La France, qui jusqu’ici fournissait 80 % des équipements de l’armée, tente de résister, alors que l’activisme américain remet en cause les situations acquises. Mais paradoxalement, le petit Emirat à l’instar de son rôle de propagation médiatique et financier, il sert la politique Américaine dans son hégémonie dans le monde Arabe.

Cette politique qui se présente comme un plaidoyer pour la démocratisation urgente du moyen orient et des pays du Golfe est considérée par certains observateurs en occident comme inquiétante voire dangereux. Le linguiste Newman Chomsky ne cesse d’ailleurs de qualifier l’administration Bush de menace pour la paix mondiale. En effet le proche orient est dans le statu quo. Tous les indices économiques, sociaux et politiques sont au rouge.

La présence américaine au Qatar et dans la région provoque des résultats contraires aux attentes de la communauté internationale. On a assisté par exemple, a un feedback négatif de la part du monde Arabe face à cette politique après la chute du régime de Saddam Hussein.

Dans ce climat de suspicion les observateurs de la communauté internationale commencent à douter de l’intention de l’administration Bush. Celle ci est entrain d’installer un état d’instabilité constructive qui empêchera toute tentative de développement économique dans le monde arabe. Dans la donne américaine la suprématie de l’Etat d’Israël est plus que stratégique elle est le facteur primordial dans cette hégémonie. Pour atteindre ses objectifs les Etats-Unis n’hésiterai pas à mettre en question le statu quo prévalent au proche orient depuis des décennies « quels que soient les risques à courir selon les termes de la secrétaire d’Etat Condoleeza Rice ».

Cette thèse considère le monde arabe comme un agrégat de minorités religieuses et ethniques incapables de vivre ensemble dans des entités Etatico-nationales. Les scénarios préparés pour entrevoir la démocratisation tout en préservant les intérêts des Etats-Unis, s’appuient sur la manipulation du facteur appartenance ethnique déjà encré dans la tradition des populations de la région, dans le cadre d’une stratégie qu’on a qualifiée auparavant « d’instabilité constructive ».

Les limites de la similitude entre le modèle japonais et le modèle qatari

La chute du régime de Bagdad, la présence Américaine sur leur sol a réjouit certes les dirigeants qataris qui pensent, que celles-ci ont diminué les dangers stratégiques à court et a moyen termes.

Pour autant, ils ne sont pas persuadés que l’administration Bush est capable de maintenir une paix durable dans la région. Pour respecter son engagement envers le conseil des pays du Golfe et préserver sa place au sein du monde arabo-musulman, le Qatar plaide pour que la guerre contre le terrorisme soit traitée tant sur ses effets que sur ses causes, notamment l’absence de règlement du conflit israélo-palestinien.
----------
* [CONSIGNES]:
**A.** D'après l'extrait, quelle part des équipements de l'armée la France fournissait-elle jusqu'ici ?
**B.** Réécrivez les lignes des données, de celle qui contient « For each instance of the chimney » jusqu'à la fin des données, en remplaçant « pavement » par « sidewalk », s'il vous plaît. Tout le reste doit rester inchangé.
----------
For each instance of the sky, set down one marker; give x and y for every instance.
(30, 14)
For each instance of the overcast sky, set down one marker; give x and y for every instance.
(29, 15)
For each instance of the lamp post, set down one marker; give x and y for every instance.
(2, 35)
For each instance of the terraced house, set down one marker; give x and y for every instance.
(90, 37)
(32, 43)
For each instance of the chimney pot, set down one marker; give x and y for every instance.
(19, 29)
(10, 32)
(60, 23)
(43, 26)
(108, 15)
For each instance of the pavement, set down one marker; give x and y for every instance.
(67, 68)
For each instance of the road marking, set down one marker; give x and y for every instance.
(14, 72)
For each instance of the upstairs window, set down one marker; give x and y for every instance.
----------
* [CORRIGÉ]:
**A.** 80 % des équipements de l'armée.

**B.**
For each instance of the chimney pot, set down one marker; give x and y for every instance.
(19, 29)
(10, 32)
(60, 23)
(43, 26)
(108, 15)
For each instance of the sidewalk, set down one marker; give x and y for every instance.
(67, 68)
For each instance of the road marking, set down one marker; give x and y for every instance.
(14, 72)
For each instance of the upstairs window, set down one marker; give x and y for every instance.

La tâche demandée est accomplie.